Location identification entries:
^^^^

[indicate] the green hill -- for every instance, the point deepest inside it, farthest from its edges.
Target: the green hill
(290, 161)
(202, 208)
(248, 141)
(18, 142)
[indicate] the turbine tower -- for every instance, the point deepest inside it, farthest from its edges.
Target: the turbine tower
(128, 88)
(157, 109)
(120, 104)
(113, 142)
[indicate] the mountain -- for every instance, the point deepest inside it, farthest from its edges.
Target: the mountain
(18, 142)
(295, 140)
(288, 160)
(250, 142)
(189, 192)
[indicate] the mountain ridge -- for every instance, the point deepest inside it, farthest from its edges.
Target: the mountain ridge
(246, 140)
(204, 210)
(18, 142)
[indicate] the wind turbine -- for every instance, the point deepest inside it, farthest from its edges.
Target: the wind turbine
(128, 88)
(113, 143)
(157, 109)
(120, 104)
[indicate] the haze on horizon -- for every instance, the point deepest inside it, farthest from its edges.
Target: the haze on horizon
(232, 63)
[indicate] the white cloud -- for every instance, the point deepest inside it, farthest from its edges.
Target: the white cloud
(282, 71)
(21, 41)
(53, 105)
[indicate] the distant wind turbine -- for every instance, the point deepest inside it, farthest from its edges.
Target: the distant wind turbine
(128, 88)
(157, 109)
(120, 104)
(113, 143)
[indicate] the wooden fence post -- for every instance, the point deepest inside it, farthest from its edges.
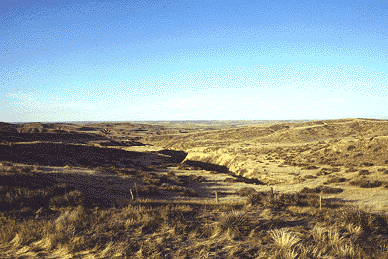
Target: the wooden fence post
(131, 194)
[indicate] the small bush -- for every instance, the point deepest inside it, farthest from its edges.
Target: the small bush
(73, 198)
(321, 189)
(364, 172)
(311, 167)
(366, 164)
(246, 191)
(364, 183)
(335, 180)
(233, 224)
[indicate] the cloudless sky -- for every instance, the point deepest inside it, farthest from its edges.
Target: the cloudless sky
(193, 60)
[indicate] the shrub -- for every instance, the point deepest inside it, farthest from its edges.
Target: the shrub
(364, 172)
(321, 189)
(233, 224)
(73, 198)
(364, 183)
(335, 180)
(283, 239)
(245, 191)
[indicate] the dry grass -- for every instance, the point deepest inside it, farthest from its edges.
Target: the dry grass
(41, 217)
(150, 228)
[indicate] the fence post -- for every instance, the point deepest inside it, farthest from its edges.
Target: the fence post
(131, 194)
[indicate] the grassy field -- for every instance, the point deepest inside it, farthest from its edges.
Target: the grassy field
(43, 218)
(98, 195)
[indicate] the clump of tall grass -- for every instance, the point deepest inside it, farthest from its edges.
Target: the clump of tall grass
(232, 224)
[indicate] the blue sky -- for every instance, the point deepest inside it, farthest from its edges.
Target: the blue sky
(192, 60)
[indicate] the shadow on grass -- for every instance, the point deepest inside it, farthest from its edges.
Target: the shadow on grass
(54, 154)
(221, 169)
(65, 137)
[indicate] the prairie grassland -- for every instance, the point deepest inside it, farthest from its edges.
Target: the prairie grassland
(41, 218)
(130, 190)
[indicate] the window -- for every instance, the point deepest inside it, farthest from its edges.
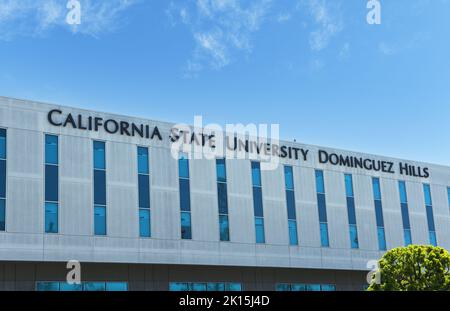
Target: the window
(51, 184)
(429, 211)
(210, 286)
(258, 209)
(2, 179)
(222, 194)
(379, 213)
(290, 202)
(144, 192)
(99, 188)
(351, 212)
(185, 198)
(259, 230)
(322, 208)
(100, 220)
(405, 213)
(85, 286)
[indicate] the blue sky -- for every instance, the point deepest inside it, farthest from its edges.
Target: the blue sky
(313, 66)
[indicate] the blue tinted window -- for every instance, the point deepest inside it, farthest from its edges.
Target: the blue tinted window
(144, 223)
(100, 220)
(2, 215)
(349, 185)
(407, 236)
(223, 199)
(430, 218)
(258, 202)
(144, 191)
(354, 236)
(351, 211)
(293, 235)
(433, 239)
(186, 232)
(321, 201)
(116, 287)
(379, 213)
(51, 217)
(143, 160)
(185, 195)
(178, 287)
(427, 194)
(448, 195)
(51, 183)
(289, 177)
(221, 170)
(256, 174)
(2, 178)
(290, 197)
(94, 286)
(66, 287)
(376, 188)
(224, 228)
(99, 187)
(47, 286)
(259, 230)
(405, 216)
(183, 167)
(381, 239)
(320, 184)
(402, 190)
(324, 235)
(51, 149)
(2, 144)
(99, 155)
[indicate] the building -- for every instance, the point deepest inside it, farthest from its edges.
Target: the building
(106, 191)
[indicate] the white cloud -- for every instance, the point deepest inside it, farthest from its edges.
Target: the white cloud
(220, 28)
(327, 19)
(36, 17)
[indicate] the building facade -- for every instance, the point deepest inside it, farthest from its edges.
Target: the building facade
(106, 191)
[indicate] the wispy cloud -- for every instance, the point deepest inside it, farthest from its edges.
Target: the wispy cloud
(37, 17)
(327, 20)
(220, 28)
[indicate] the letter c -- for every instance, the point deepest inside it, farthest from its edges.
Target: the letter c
(50, 114)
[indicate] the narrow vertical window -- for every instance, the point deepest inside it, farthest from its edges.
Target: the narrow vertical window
(351, 212)
(322, 206)
(430, 217)
(144, 192)
(51, 184)
(290, 202)
(379, 214)
(405, 213)
(2, 179)
(99, 188)
(222, 193)
(185, 198)
(258, 210)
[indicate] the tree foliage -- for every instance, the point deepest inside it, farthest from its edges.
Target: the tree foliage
(414, 268)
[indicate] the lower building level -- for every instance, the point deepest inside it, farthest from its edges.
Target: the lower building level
(51, 276)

^^^^

EXERCISE GOAL
Exclude every picture and copy the remaining data exactly.

SOLVED EXERCISE
[indicate] the green hill -- for every instance, the point deepest inside it, farthest from its edges.
Target: the green hill
(290, 161)
(202, 208)
(248, 141)
(18, 142)
[indicate] the turbine tower -- for every instance, the point deepest inside it, farthest from its edges.
Target: the turbine tower
(128, 88)
(157, 109)
(120, 104)
(113, 142)
[indicate] the mountain -- for every instance, the point deepest inside it, farthest from its edges.
Target: the mountain
(18, 142)
(295, 140)
(288, 160)
(250, 142)
(189, 192)
[indicate] the mountain ridge -- for every instance, the point deepest inside it, farthest from its edges.
Target: the mountain ridge
(246, 140)
(204, 210)
(18, 142)
[indicate] the wind turbine -- for every instance, the point deepest inside it, farthest from its edges.
Target: the wind turbine
(128, 88)
(113, 143)
(157, 109)
(120, 104)
[indicate] the haze on horizon -- for every instance, the point deepest inside it, farthest from its edges.
Target: the haze on horizon
(232, 63)
[indicate] the white cloud -- for every instance, the point deepest inside it, farthest from its edges.
Target: the white cloud
(282, 71)
(21, 41)
(53, 105)
[indicate] the distant wind turbine -- for every instance, the point deepest inside it, farthest from its edges.
Target: the distant wind turbine
(128, 88)
(157, 109)
(120, 104)
(113, 143)
[indicate] the wooden fence post -- for every instance, the point deepest inside it, farthest from its edges.
Target: the wooden fence post
(131, 194)
[indicate] the small bush -- for every instance, the point deepest inside it, farthest from its edges.
Target: the small bush
(73, 198)
(321, 189)
(364, 172)
(311, 167)
(366, 164)
(246, 191)
(364, 183)
(335, 180)
(233, 224)
[indicate] the cloudless sky -- for every instance, the point deepest inside it, farthest from its edges.
Target: the cloudless sky
(193, 60)
[indicate] the shrub -- for every instance, the point deepest inside it, farthest from its edges.
Target: the shrub
(364, 172)
(321, 189)
(233, 224)
(73, 198)
(364, 183)
(335, 180)
(283, 239)
(245, 191)
[indicate] the dry grass -- for every instance, the point deepest inside it, farthest from its edges.
Target: the dry grass
(41, 217)
(150, 228)
[indicate] the fence post -- for every instance, the point deepest inside it, farthest from its edges.
Target: the fence post
(131, 194)
[indicate] the grassy field -- for every instance, the point deepest inside it, farthest from its edges.
Target: the grassy field
(43, 218)
(98, 195)
[indicate] the clump of tall grass -- for every instance, the point deepest inside it, farthest from its edges.
Target: the clump of tall grass
(232, 224)
[indicate] the blue sky -- for every instance, the point deepest inside it, farthest from its edges.
Target: the blue sky
(192, 60)
[indicate] the shadow on grass -- for every instance, the point deepest inside it, farthest from its edges.
Target: the shadow on grass
(54, 154)
(221, 169)
(65, 137)
[indicate] the prairie grassland -- for every instance, the point deepest inside it, farthest from its edges.
Target: the prairie grassland
(41, 218)
(130, 190)
[indicate] the window -- for every instance, the point deepest inside it, farthest from its edges.
Target: the window
(51, 184)
(429, 211)
(210, 286)
(258, 209)
(2, 179)
(222, 194)
(379, 213)
(290, 202)
(144, 192)
(99, 188)
(351, 212)
(185, 198)
(259, 230)
(322, 208)
(100, 220)
(405, 213)
(85, 286)
[indicate] the blue sky -- for every instance, the point deepest inside it, farthest from its edges.
Target: the blue sky
(313, 66)
[indicate] the blue tinted window -- for every instance, the point deepest inside it, farthest from its edges.
Target: the blue tinted window
(144, 223)
(100, 220)
(2, 215)
(349, 185)
(407, 236)
(223, 199)
(430, 218)
(258, 202)
(144, 191)
(354, 236)
(351, 211)
(293, 235)
(433, 239)
(186, 232)
(321, 201)
(116, 287)
(379, 213)
(51, 217)
(143, 160)
(185, 195)
(178, 287)
(427, 194)
(448, 195)
(51, 183)
(289, 177)
(221, 170)
(256, 174)
(2, 178)
(290, 197)
(94, 286)
(66, 287)
(376, 188)
(224, 228)
(99, 187)
(47, 286)
(259, 230)
(405, 216)
(183, 167)
(381, 239)
(320, 184)
(402, 190)
(324, 235)
(51, 149)
(2, 144)
(99, 155)
[indicate] the building -- for every instance, the point deepest inside it, farthest from its edges.
Target: the building
(106, 191)
[indicate] the white cloud -- for every instance, the point deepest inside it, farthest from its edges.
Target: the white cloud
(220, 28)
(327, 19)
(36, 17)
[indicate] the building facade -- for every instance, the point deepest inside it, farthest from its edges.
Target: the building facade
(106, 191)
[indicate] the wispy cloud -- for every instance, the point deepest inside it, farthest from its edges.
Target: the wispy cloud
(37, 17)
(327, 20)
(220, 28)
[indicate] the letter c -- for every instance, the point deepest inside it, farthest from its edges.
Target: the letter c
(50, 114)
[indicate] the narrow vertical window -- for every instance, the point deepest inside it, farthest from its edges.
Target: the narrow vertical window
(351, 212)
(322, 206)
(430, 217)
(144, 192)
(51, 184)
(290, 202)
(379, 214)
(405, 213)
(2, 179)
(99, 188)
(222, 193)
(185, 198)
(258, 210)
[indicate] the tree foliage -- for every instance, the point deepest inside it, farthest from its edges.
Target: the tree foliage
(414, 268)
[indicate] the lower building level -- for every instance, the point deepest inside it, farthest from its edges.
Target: the lower building level
(51, 276)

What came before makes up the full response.